[begin EXTRACT]

I guess the guardian author just decided to add some nonsense?
posted by delmoi at 11:03 PM on February 28, 2013


Or is it stationary, and the rest of the universe is spinning around it at close to the speed of light, hey?
posted by panaceanot at 11:08 PM on February 28, 2013 [1 favorite]


The paper by Risalti and collaborators, and Nature's accompanying summary for people outside astrophysics. It boggles the mind that there are a dozen news articles and press releases out and nary a one links back to the actual research, whether it's paywalled or not.

delmoi, there are several ways to answer your question, but probably you won't like any of them.

I would tell you that a black hole is an object with an event horizon --- a one-way boundary in spacetime. There's been a lot of intellectual effort expended to describe what's inside the event horizon, whether there's a pointlike singularity, or a ringlike singularity; and also whether it's possible to form a "naked" singularity without an event horizon surrounding it. The hypothesis is: there's always an event horizon. Which means that there's no way to probe the "inside" of a black hole, which means, operationally, that a black hole doesn't have an inside. A black hole has an event horizon, and usually an accretion disk. Due to time dilation, new matter falling on the event horizon takes an infinite amount of time to disappear (though it takes a finite amount of time to appear to cool off to the event horizon's temperature). What happens at this interface is certainly very complicated and the odds are good that general relativity is only approximately right. What happens "inside" the black hole is total speculation.

While the event horizon has a pretty well-defined size, I'm not sure it makes sense to talk about its rotational speed. It makes more sense to estimate the angular momentum of the black hole. And in the Nature papers, a quick skim doesn't turn up any reference to speed; that nugget seems to be present in Harvard's press release, but not NASA's.

There is a reference in the Nature summary to a theoretical maximum angular momentum for a black hole. This is one of those nuggets of knowledge that I have forgotten. I know that the speed of light is a speed limit, but not an energy limit, and my first guess was that you could put any amount of rotational energy into a black hole. But I can imagine that there's some centripetal-like effect where, if the black hole has too much spin, frame dragging in its ergosphere allows only objects which slow the spin to reach the event horizon, so that the black hole can absorb no more angular momentum. And I wouldn't be surprised if you can compute this limit using only G, M, c, and dimensional analysis, and it turns out to be the same angular momentum as a spherical shell with the mass of the black hole and the Schwartzchild radius rotating so that its equator is moving at the speed of light. General relativity is full of those sorts of coincidences. It doesn't mean that a rotating spherical shell is a good model.

And if you still want to think about an object with zero spatial extent and finite angular momentum, don't forget the electron.
posted by fantabulous timewaster at 11:14 PM on February 28, 2013 [9 favorites]


I guess the guardian author just decided to add some nonsense?
More like, somewhere in the chain of press releases, a well-meaning science journalist confused a helpful analogy with a physical model. It looks like the Harvard press release uses the "speed of light" metaphor, and the Guardian "helpfully" added a number.

[end EXTRACT]

*PROBLEMS*.
**a.** Which lines in the rows contain the string "girl"? Find and copy each of them.
**b.** Can you proceed with the black hole discussion, writing on from its last sentence?
The black hole discussion and the rows are unrelated material.

[begin DATA LISTING]

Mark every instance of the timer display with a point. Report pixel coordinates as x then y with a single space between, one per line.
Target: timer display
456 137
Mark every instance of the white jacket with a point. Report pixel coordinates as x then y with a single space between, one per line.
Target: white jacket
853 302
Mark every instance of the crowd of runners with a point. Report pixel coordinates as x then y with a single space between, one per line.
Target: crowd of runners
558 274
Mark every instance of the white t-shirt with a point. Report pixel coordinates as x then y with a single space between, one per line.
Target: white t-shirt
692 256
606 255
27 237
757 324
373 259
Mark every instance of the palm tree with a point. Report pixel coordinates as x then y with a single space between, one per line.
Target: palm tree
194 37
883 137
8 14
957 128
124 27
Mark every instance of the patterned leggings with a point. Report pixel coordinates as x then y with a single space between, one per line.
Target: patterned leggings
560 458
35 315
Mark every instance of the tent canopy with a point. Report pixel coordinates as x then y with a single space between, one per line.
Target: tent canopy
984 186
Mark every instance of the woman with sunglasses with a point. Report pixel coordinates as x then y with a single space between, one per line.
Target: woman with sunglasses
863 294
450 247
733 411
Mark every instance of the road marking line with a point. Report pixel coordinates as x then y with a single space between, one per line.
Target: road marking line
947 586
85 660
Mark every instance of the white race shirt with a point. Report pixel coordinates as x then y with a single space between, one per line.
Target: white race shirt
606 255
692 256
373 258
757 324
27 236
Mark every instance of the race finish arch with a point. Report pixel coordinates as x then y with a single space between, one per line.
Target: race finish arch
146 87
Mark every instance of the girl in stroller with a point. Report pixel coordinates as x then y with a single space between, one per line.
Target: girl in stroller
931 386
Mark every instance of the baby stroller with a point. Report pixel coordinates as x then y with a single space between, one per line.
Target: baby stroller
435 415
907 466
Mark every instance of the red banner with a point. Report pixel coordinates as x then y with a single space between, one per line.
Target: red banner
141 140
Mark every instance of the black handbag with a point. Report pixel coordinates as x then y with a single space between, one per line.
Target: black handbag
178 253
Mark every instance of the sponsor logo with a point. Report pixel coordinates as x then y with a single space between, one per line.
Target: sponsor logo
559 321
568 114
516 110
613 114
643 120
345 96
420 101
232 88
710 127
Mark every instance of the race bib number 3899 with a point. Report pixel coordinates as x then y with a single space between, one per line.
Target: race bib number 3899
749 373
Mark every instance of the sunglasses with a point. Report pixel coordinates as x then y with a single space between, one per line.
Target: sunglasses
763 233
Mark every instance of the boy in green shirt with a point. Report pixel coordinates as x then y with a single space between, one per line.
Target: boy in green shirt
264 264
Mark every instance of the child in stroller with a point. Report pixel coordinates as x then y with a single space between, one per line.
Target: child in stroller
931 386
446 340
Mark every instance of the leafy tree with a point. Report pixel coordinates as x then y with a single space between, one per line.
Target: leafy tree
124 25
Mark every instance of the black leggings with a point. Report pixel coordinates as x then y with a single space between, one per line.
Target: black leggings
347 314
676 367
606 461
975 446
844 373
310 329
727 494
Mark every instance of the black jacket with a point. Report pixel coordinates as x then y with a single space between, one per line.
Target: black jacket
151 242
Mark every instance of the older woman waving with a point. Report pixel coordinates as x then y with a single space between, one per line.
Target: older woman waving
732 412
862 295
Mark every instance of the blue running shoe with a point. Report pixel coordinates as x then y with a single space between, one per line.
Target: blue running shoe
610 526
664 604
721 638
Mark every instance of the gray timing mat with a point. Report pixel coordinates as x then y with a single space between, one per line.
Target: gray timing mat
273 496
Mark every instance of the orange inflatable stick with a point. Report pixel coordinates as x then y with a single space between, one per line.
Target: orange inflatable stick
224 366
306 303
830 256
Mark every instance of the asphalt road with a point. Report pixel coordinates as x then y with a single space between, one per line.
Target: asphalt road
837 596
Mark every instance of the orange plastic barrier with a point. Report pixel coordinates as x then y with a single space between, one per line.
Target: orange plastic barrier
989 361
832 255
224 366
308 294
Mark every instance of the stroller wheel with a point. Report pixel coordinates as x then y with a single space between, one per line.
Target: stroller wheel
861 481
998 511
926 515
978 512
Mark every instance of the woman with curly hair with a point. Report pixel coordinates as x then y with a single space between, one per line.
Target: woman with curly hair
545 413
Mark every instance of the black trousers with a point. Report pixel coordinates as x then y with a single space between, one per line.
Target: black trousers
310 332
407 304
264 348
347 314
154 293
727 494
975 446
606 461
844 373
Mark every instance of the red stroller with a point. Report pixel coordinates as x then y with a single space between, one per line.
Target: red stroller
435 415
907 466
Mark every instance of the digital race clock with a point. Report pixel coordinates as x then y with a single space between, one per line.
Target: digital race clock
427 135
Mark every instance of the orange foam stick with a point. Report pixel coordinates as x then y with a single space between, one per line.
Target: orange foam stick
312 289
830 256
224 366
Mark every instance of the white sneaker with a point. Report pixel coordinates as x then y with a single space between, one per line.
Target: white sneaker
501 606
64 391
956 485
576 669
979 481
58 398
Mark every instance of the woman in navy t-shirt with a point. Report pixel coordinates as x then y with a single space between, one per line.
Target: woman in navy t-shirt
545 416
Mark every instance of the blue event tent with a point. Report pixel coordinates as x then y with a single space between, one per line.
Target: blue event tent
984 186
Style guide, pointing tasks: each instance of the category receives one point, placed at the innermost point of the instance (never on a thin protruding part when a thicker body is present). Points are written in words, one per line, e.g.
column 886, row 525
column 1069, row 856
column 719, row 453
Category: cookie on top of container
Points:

[end DATA LISTING]

*ANSWERS PER TASK*.
**a.**
Mark every instance of the girl in stroller with a point. Report pixel coordinates as x then y with a single space between, one per line.
Target: girl in stroller

**b.**
posted by fantabulous timewaster at 11:20 PM on February 28, 2013


There's been a lot of intellectual effort expended to describe what's inside the event horizon, whether there's a pointlike singularity, or a ringlike singularity; and also whether it's possible to form a "naked" singularity without an event horizon surrounding it.

The new black hole debate is over firewalls.
posted by empath at 11:40 PM on February 28, 2013


I think we need physicsmatt, or someone for whom astrophysics is his bread and butter, to show up and school us about these things.
posted by JHarris at 11:57 PM on February 28, 2013 [1 favorite]


Mr. Primate the Younger is giving a presentation to his class on black holes in about two hours from now...Thanks for the factoid to add that extra oomph!

I'm sure his 4th grade class full of jocks will appreciate the need for speed :/
posted by digitalprimate at 12:11 AM on March 1, 2013


So, in this case, "spin" just means spin?
posted by Obscure Reference at 5:02 AM on March 1, 2013


The new black hole debate is over firewalls.

I was all gonna chime in that dropping the packet instead of sending a TCP RST shouldn't be controversial in this day and age and then I read the article.
posted by Slap*Happy at 6:15 AM on March 1, 2013


Paging Dr. Neil deGrasse Tyson
posted by 4ster at 6:53 AM on March 1, 2013


JHarris, you are aware that physicists sleep, right?

OK, black holes, fantabulous and empath have said most of what I'm going to say, but apologies to them, I'll say it again.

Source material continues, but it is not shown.